▸ WHAT THE TASK ASKS: In the data, start at the line containing "of the white" and end with the last line. Rewrite those lines, swapping "white cloud" for "puffy cloud" and leaving everything else the same.

▸ MATERIAL FOR THIS TASK:

########################################

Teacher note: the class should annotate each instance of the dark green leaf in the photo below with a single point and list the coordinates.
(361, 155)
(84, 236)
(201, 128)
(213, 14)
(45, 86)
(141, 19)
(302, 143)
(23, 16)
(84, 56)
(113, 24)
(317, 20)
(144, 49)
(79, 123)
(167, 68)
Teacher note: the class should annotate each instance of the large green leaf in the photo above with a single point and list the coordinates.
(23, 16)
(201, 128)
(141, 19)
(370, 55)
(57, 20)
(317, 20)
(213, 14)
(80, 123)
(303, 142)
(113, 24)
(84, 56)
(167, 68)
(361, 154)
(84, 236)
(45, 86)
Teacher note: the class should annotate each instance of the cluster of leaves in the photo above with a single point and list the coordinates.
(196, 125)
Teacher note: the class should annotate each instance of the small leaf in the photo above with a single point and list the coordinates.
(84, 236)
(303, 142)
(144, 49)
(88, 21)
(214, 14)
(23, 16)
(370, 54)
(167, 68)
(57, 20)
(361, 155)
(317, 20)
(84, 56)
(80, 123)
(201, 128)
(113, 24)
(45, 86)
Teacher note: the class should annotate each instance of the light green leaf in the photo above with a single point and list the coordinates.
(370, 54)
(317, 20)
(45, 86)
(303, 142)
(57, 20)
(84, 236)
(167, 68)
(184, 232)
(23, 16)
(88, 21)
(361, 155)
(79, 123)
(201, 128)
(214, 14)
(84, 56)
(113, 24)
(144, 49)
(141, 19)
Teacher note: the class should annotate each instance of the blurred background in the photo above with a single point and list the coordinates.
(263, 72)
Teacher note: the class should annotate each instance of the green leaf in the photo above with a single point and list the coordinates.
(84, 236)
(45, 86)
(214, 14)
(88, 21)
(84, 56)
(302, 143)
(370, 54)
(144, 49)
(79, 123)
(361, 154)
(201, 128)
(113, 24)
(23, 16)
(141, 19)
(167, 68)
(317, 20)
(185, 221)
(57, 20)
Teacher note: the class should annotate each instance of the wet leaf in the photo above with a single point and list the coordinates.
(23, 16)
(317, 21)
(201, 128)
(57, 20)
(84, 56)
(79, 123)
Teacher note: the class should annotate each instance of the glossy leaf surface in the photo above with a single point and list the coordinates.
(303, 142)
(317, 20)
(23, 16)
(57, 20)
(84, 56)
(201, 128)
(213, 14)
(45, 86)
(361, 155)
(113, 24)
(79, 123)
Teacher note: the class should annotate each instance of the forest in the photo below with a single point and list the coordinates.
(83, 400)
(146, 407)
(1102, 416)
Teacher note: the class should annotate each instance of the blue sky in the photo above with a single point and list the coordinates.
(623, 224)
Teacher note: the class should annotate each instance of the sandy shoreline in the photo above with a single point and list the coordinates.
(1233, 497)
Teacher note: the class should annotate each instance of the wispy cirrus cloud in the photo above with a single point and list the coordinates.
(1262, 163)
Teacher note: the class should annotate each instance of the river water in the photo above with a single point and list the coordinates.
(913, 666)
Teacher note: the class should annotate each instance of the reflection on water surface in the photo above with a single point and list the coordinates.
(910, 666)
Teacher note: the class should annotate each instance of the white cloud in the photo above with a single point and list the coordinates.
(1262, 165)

########################################

▸ RESULT OF THE EXERCISE:
Teacher note: the class should annotate each instance of the puffy cloud in the photo above with a single point and list the coordinates.
(1262, 165)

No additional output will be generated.